# [What you should do]
Copy every line of the entries below that contains the word "head".

# [The input]
* * * * *
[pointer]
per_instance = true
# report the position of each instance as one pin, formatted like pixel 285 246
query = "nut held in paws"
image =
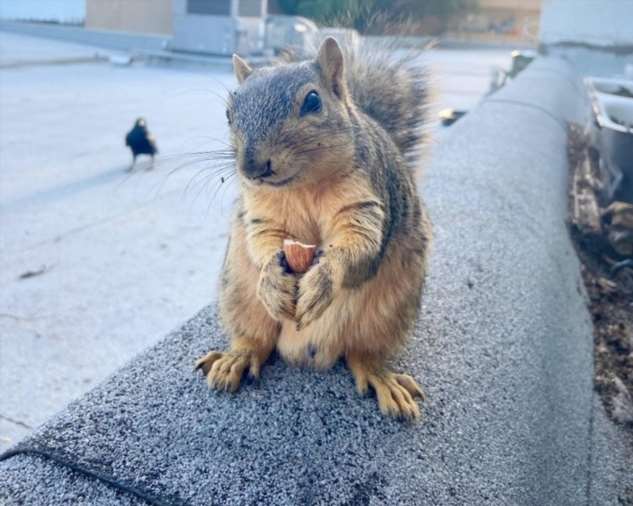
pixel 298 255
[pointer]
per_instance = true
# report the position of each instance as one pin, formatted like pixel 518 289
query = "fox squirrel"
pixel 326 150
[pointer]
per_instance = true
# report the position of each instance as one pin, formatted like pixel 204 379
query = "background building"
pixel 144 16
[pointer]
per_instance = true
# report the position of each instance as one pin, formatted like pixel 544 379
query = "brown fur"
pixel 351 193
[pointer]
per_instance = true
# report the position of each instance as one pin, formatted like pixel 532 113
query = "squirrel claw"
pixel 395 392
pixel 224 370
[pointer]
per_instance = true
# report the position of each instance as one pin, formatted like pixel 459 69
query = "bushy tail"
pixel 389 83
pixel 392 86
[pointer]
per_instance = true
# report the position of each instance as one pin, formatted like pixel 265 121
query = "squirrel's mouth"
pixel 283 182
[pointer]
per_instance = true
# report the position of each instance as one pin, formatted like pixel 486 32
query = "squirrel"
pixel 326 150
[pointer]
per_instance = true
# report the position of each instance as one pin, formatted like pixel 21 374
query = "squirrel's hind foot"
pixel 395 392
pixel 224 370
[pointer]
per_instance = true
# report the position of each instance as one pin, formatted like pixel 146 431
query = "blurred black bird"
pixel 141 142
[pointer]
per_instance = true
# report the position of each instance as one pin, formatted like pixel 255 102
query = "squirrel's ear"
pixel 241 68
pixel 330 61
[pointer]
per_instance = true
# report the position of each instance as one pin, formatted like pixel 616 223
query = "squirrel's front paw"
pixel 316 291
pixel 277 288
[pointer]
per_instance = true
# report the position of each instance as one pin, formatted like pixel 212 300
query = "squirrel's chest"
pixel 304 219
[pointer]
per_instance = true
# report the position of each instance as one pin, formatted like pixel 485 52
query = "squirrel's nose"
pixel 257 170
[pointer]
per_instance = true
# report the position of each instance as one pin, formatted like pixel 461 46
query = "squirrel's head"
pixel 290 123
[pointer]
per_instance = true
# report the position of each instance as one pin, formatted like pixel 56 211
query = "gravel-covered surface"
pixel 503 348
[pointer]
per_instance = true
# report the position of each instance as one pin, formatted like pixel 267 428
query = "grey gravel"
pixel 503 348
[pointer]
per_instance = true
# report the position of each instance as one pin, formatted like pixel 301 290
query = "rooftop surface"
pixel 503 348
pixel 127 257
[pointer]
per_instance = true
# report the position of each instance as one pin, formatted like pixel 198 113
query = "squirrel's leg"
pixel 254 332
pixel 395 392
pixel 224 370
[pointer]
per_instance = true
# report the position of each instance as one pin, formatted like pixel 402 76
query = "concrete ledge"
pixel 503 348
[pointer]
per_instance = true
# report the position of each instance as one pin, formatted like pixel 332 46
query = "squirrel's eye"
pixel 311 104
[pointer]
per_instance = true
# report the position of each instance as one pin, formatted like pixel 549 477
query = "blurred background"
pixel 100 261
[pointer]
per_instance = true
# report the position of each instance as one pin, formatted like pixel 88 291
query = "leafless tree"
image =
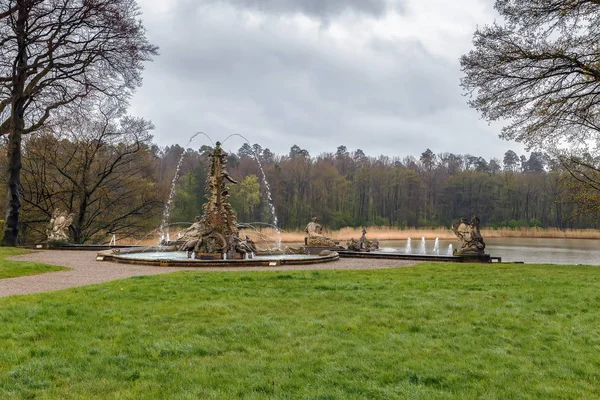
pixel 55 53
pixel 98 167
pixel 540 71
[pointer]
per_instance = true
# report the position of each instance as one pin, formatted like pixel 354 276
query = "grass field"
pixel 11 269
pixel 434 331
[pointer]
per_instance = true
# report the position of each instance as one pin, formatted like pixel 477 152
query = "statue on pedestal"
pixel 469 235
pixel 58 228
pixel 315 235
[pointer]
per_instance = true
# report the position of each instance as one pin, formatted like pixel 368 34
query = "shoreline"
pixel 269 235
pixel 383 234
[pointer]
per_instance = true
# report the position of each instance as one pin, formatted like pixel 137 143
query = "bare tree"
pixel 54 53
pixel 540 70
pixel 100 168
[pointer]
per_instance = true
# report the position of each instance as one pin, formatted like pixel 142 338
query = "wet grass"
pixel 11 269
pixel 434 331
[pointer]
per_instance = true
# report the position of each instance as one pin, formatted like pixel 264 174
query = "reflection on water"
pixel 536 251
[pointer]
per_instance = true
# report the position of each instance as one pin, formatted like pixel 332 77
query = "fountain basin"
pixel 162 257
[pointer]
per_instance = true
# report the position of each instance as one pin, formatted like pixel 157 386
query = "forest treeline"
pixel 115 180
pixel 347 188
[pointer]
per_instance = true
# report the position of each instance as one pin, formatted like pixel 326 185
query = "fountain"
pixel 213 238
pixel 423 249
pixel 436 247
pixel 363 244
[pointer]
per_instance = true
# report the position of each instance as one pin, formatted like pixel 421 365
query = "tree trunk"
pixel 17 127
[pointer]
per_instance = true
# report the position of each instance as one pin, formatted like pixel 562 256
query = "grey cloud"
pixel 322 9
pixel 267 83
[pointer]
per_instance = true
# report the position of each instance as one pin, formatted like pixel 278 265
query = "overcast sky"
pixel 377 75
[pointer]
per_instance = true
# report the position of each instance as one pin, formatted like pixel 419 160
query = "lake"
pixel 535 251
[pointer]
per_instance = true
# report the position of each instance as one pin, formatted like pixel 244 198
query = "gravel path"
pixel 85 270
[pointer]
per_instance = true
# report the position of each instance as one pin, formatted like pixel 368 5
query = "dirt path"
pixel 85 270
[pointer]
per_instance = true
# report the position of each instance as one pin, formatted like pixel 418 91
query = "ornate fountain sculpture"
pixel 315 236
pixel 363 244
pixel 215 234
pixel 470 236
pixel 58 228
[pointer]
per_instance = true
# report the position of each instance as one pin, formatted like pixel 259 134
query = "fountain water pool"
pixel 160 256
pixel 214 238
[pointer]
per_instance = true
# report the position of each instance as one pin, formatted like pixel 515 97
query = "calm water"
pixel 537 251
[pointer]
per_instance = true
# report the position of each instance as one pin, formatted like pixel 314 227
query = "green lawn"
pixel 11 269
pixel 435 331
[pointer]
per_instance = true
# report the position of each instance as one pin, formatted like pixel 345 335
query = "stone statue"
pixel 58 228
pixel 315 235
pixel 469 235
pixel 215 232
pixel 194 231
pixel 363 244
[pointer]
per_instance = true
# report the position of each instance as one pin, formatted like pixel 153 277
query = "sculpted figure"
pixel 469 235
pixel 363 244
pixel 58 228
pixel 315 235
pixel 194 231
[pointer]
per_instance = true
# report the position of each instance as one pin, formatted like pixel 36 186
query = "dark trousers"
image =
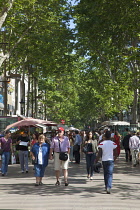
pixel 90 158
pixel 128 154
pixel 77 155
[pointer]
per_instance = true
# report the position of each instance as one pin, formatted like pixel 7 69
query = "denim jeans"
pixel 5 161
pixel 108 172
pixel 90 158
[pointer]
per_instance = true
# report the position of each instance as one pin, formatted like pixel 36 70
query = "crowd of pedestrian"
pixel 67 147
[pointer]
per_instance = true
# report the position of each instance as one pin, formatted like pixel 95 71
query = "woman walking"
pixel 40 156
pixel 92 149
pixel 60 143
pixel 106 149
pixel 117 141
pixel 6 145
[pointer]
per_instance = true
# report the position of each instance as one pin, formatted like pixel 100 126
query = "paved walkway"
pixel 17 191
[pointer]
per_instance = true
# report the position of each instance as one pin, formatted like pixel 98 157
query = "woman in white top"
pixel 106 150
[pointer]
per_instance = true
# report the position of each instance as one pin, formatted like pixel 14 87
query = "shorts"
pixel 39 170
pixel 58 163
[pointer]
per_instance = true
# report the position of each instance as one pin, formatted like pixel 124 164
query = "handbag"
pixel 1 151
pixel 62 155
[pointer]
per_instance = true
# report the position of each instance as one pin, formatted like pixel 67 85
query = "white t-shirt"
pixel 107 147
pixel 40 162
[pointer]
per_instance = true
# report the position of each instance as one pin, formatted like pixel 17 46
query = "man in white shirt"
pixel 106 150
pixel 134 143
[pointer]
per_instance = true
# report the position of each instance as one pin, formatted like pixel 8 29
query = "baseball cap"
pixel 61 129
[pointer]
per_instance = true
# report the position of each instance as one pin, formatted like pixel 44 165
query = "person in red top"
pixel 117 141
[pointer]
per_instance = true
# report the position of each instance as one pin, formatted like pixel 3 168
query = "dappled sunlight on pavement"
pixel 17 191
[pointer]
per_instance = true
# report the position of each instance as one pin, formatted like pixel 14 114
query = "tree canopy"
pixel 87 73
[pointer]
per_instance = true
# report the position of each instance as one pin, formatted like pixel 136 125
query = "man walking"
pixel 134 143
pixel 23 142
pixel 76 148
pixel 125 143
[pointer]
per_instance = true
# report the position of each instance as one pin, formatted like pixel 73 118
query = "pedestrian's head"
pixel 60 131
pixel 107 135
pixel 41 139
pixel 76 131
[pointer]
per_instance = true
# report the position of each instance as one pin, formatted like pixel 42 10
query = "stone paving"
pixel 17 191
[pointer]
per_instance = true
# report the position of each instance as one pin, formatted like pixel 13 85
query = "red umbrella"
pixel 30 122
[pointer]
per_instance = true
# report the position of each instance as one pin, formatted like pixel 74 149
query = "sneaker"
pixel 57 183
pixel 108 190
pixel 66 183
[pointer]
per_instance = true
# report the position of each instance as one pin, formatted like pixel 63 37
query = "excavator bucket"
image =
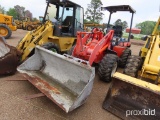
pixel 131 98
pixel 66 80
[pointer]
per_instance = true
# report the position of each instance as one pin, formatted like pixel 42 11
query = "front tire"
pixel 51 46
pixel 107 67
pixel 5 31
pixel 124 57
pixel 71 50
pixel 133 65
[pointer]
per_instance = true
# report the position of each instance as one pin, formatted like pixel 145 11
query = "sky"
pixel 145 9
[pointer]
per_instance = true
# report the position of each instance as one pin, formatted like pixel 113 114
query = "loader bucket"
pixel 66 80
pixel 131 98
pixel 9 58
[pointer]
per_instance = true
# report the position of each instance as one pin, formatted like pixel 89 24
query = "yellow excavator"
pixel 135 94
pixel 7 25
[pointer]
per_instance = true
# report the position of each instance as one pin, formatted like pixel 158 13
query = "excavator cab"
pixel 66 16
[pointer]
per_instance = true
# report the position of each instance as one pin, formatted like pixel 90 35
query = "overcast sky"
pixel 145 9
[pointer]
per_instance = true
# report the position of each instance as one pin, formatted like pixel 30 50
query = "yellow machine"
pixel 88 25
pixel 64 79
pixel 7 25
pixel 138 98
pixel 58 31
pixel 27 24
* * * * *
# [Complete response]
query = "squirrel's head"
query = "pedestrian's head"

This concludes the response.